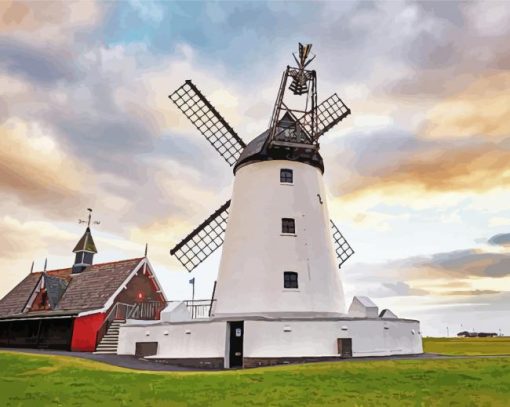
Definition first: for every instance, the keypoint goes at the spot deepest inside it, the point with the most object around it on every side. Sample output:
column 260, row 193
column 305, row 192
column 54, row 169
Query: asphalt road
column 132, row 362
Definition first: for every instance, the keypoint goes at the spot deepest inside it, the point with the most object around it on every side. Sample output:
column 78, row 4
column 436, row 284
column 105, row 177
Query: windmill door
column 345, row 347
column 236, row 344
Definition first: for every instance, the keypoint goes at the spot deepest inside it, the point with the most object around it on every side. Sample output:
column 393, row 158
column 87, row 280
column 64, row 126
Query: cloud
column 36, row 170
column 47, row 22
column 388, row 164
column 472, row 292
column 403, row 289
column 502, row 239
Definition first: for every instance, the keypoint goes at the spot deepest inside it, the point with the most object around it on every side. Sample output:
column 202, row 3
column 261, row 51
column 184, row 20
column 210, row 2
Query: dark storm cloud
column 502, row 239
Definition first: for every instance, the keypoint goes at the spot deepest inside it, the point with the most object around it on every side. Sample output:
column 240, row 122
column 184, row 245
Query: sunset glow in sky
column 418, row 175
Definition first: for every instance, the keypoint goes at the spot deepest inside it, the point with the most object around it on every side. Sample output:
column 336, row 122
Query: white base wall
column 183, row 340
column 264, row 339
column 276, row 338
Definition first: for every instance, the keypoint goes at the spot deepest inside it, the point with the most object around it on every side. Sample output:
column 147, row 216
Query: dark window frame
column 289, row 226
column 286, row 176
column 290, row 279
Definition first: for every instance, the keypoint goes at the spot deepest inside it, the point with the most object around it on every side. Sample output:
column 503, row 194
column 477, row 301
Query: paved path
column 132, row 362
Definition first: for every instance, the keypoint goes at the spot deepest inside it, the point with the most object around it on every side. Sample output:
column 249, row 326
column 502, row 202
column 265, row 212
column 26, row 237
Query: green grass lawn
column 468, row 346
column 39, row 380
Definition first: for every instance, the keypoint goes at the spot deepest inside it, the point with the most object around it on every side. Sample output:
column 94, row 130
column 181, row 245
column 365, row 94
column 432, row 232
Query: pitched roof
column 86, row 243
column 93, row 287
column 14, row 302
column 88, row 290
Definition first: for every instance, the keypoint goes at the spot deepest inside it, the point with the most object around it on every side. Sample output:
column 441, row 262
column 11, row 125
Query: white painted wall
column 186, row 340
column 255, row 254
column 276, row 338
column 319, row 338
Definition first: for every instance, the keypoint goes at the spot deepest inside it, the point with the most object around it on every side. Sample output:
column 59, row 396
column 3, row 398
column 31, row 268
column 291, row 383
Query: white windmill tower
column 279, row 295
column 279, row 243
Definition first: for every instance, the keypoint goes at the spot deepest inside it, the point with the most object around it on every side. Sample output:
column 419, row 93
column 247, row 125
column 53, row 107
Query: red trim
column 85, row 331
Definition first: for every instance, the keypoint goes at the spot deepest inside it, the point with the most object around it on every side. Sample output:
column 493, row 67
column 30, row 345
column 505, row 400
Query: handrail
column 115, row 313
column 197, row 308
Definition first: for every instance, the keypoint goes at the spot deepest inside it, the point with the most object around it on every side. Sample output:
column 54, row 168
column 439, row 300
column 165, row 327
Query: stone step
column 109, row 340
column 108, row 348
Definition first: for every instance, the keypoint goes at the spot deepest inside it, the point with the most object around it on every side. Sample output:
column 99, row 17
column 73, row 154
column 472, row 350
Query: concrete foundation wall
column 186, row 340
column 276, row 339
column 319, row 338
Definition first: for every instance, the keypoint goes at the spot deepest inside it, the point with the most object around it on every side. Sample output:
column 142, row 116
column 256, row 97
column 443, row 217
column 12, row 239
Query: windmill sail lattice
column 303, row 127
column 329, row 113
column 208, row 121
column 202, row 241
column 342, row 248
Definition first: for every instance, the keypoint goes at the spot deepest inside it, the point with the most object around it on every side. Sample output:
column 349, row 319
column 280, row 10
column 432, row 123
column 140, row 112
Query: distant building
column 467, row 334
column 72, row 308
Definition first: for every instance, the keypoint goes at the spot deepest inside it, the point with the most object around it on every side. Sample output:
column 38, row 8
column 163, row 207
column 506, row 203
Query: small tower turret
column 85, row 248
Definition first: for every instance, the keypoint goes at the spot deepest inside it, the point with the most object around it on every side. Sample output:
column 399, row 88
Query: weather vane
column 89, row 221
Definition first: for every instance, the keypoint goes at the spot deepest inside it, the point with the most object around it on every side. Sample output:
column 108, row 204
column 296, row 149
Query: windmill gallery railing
column 196, row 308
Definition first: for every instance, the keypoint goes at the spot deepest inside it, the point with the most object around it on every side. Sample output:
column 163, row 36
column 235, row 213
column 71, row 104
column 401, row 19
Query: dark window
column 88, row 257
column 290, row 279
column 286, row 176
column 288, row 225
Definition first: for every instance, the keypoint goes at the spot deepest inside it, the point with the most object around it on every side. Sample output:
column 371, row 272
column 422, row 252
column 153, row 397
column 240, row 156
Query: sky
column 418, row 176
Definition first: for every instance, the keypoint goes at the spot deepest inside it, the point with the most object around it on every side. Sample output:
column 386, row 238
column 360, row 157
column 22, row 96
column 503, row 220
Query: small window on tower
column 286, row 176
column 290, row 279
column 288, row 225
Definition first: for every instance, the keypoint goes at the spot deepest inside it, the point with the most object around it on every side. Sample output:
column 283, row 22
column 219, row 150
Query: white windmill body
column 279, row 295
column 256, row 253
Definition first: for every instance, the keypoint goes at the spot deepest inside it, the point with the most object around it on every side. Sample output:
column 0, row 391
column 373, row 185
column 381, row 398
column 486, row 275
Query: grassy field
column 468, row 346
column 38, row 380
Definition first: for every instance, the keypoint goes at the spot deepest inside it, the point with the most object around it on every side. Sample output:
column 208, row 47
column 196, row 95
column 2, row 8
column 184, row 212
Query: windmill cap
column 257, row 150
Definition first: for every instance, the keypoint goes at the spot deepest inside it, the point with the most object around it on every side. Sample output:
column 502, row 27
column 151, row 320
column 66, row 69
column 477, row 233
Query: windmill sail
column 329, row 113
column 342, row 248
column 202, row 241
column 208, row 121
============
* Given exercise *
Omit all pictures while transcribing the entries verbatim.

* Task output *
Definition first: for every instance, the keypoint goes at the spot deepest inside it, the point with the most object around it on every side. Sample output:
column 260, row 193
column 305, row 192
column 54, row 169
Query: asphalt road
column 132, row 362
Definition first: for every instance, the keypoint goes at the spot deepest inside it, the point with the most object around it on every side. Sample output:
column 78, row 4
column 436, row 284
column 105, row 177
Query: windmill door
column 345, row 347
column 236, row 344
Definition first: for every instance, the keypoint goes at the spot deepest inside it, the point with the most object around it on every side. Sample output:
column 393, row 158
column 87, row 280
column 64, row 126
Query: cloud
column 36, row 170
column 47, row 22
column 388, row 164
column 472, row 292
column 403, row 289
column 502, row 239
Definition first: for every instance, the keypoint goes at the spot deepest inside it, the point with the most object around it on every side. Sample output:
column 202, row 3
column 261, row 51
column 184, row 20
column 210, row 2
Query: dark storm cloud
column 502, row 239
Definition first: for every instance, the keypoint goes at the spot deepest inside it, the point with the most object around it on every side. Sample output:
column 240, row 122
column 184, row 245
Query: sunset glow in sky
column 418, row 175
Definition first: for every instance, the keypoint goes at the spot deepest inside it, the point with the most object around it on every side. Sample output:
column 336, row 122
Query: white base wall
column 183, row 340
column 264, row 339
column 276, row 338
Definition first: for every instance, the keypoint goes at the spot deepest inside it, the point with the most object around it on every side. Sample output:
column 147, row 216
Query: dark window frame
column 289, row 226
column 286, row 176
column 290, row 279
Definition first: for every instance, the keypoint goes at the spot deepest inside it, the point with the most object around it on every side. Sample output:
column 503, row 194
column 477, row 301
Query: paved path
column 132, row 362
Definition first: for every instance, the keypoint goes at the spot deepest inside it, the point with the most object around it on every side. Sample output:
column 249, row 326
column 502, row 202
column 265, row 212
column 26, row 237
Query: green grass lawn
column 468, row 346
column 39, row 380
Definition first: for every instance, the keypoint goes at the spot deepest inside it, the point with the most object around it on every side. Sample output:
column 94, row 130
column 181, row 245
column 365, row 94
column 432, row 232
Query: pitched roof
column 86, row 243
column 93, row 287
column 14, row 302
column 88, row 290
Definition first: for every instance, the keypoint goes at the spot deepest inside it, the point with the most object around it on every side. Sample output:
column 441, row 262
column 11, row 125
Query: white painted wall
column 186, row 340
column 255, row 254
column 276, row 338
column 319, row 338
Definition first: for every instance, the keypoint goes at the spot deepest inside it, the point with the most object around it on every side. Sample output:
column 59, row 396
column 3, row 398
column 31, row 268
column 291, row 383
Query: white windmill tower
column 279, row 295
column 279, row 243
Definition first: for every instance, the keypoint goes at the spot deepest inside it, the point with the most object around it on every side. Sample output:
column 419, row 93
column 247, row 125
column 53, row 107
Query: red trim
column 85, row 331
Definition first: for every instance, the keypoint goes at the spot deepest inside it, the point with the most object around it on every side. Sample output:
column 493, row 67
column 30, row 345
column 505, row 400
Query: handrail
column 115, row 313
column 197, row 308
Definition first: for every instance, the keypoint goes at the spot deepest inside it, the point with the most object around it on every side. Sample output:
column 54, row 168
column 439, row 300
column 165, row 327
Query: stone step
column 109, row 340
column 108, row 348
Definition first: for every instance, the keypoint goes at the spot deepest inside it, the point with the most object around it on every side. Sample output:
column 99, row 17
column 73, row 154
column 472, row 350
Query: concrete foundation wall
column 186, row 340
column 276, row 339
column 319, row 338
Definition first: for every instance, the keypoint goes at the spot deepest inside it, the point with the most object around it on every side. Sample output:
column 142, row 116
column 256, row 97
column 443, row 217
column 12, row 239
Query: windmill sail lattice
column 303, row 127
column 329, row 113
column 208, row 121
column 202, row 241
column 342, row 248
Definition first: for every instance, the keypoint goes at the spot deepest inside it, the point with the most object around it on every side. Sample output:
column 349, row 319
column 280, row 10
column 432, row 123
column 140, row 112
Query: distant building
column 467, row 334
column 72, row 308
Definition first: for every instance, the keypoint goes at the spot deepest inside it, the point with the most object around it on every side. Sample output:
column 38, row 8
column 163, row 207
column 506, row 203
Query: small tower turret
column 85, row 248
Definition first: for every instance, the keypoint goes at the spot deepest inside it, the point with the most object around it on every side. Sample output:
column 399, row 88
Query: weather vane
column 89, row 221
Definition first: for every instance, the keypoint goes at the spot deepest inside it, the point with the most object around it on every side. Sample output:
column 108, row 204
column 296, row 149
Query: windmill gallery railing
column 196, row 308
Definition first: for every instance, the keypoint goes at the spot deepest inside it, the point with the most object around it on every side. Sample output:
column 163, row 36
column 235, row 213
column 71, row 104
column 401, row 19
Query: dark window
column 88, row 257
column 290, row 279
column 286, row 176
column 288, row 225
Definition first: for every instance, the keypoint goes at the spot deepest inside it, the point with the most object around it on every side. Sample output:
column 371, row 272
column 422, row 252
column 153, row 397
column 240, row 156
Query: sky
column 418, row 176
Definition first: for every instance, the keypoint goes at the spot deepest inside it, the point with the most object around it on every side. Sample output:
column 386, row 238
column 360, row 157
column 22, row 96
column 503, row 220
Query: small window on tower
column 286, row 176
column 290, row 279
column 288, row 225
Definition first: for every instance, the keypoint goes at the spot deepest inside it, the point with the most object around it on every side. Sample output:
column 283, row 22
column 219, row 150
Query: white windmill body
column 279, row 295
column 256, row 253
Definition first: for every instance, the keypoint goes at the spot deepest inside it, the point with the most object around it on every side. Sample output:
column 0, row 391
column 373, row 185
column 381, row 398
column 486, row 275
Query: grassy field
column 468, row 346
column 38, row 380
Definition first: for every instance, the keypoint goes at the spot deepest inside it, the point with the most object around it on every side. Sample output:
column 208, row 47
column 196, row 95
column 2, row 8
column 184, row 212
Query: windmill cap
column 257, row 150
Definition first: for every instance, the keypoint goes at the spot deepest inside it, the point with the most object around it on every side. Sample output:
column 502, row 27
column 151, row 320
column 66, row 69
column 477, row 233
Query: windmill sail
column 329, row 113
column 342, row 248
column 202, row 241
column 208, row 121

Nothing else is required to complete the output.